— START Input records —

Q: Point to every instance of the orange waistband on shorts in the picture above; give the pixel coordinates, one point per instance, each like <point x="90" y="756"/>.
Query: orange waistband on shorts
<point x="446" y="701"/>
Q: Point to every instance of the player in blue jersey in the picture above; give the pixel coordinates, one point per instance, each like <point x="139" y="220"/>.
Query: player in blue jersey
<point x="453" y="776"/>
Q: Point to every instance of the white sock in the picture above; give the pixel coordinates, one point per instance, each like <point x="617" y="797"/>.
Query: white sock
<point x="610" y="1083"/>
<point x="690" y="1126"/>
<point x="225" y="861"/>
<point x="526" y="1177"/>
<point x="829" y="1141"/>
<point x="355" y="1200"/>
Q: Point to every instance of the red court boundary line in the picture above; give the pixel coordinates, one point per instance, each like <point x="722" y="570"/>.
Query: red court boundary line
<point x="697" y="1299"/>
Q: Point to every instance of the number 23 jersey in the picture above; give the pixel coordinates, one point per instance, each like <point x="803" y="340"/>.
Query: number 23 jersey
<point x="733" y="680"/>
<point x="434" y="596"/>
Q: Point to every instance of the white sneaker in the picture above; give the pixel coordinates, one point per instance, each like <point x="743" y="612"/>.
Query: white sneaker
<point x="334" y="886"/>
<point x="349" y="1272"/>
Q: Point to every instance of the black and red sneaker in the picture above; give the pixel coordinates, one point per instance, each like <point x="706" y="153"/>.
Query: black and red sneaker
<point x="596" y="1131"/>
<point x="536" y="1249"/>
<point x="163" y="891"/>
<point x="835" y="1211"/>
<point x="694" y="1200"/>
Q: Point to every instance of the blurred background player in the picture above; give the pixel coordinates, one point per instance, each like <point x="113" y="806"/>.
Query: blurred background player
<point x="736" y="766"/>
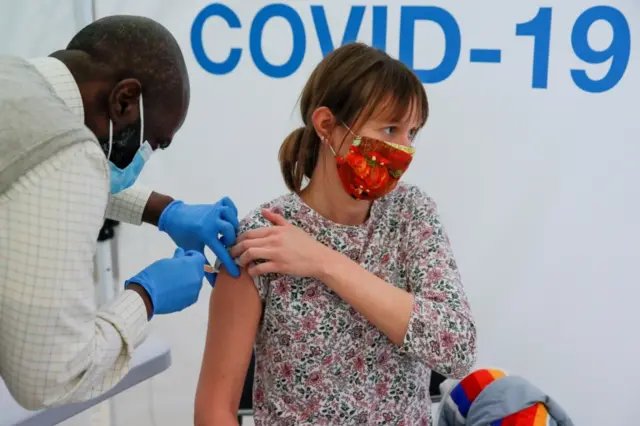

— END Input records —

_To be done:_ Rewrite the entries starting at the line that contains "Q: Point to every instance of the black" and ending at the end of the entries, with "sneaker" replaced by "shoe" and nothing else changed. Leave the pictures out of your answer.

_Solution:_
Q: Point to every instance of the black and red shoe in the picture above; give the pixel coordinates, one point per instance, each like <point x="706" y="153"/>.
Query: black and red shoe
<point x="596" y="1131"/>
<point x="536" y="1249"/>
<point x="163" y="891"/>
<point x="835" y="1211"/>
<point x="694" y="1200"/>
Q: Point to every instance of the blurred background player in the picture above; give the pixel coordinates, one point per instance, each like <point x="113" y="806"/>.
Query: blurred background player
<point x="736" y="766"/>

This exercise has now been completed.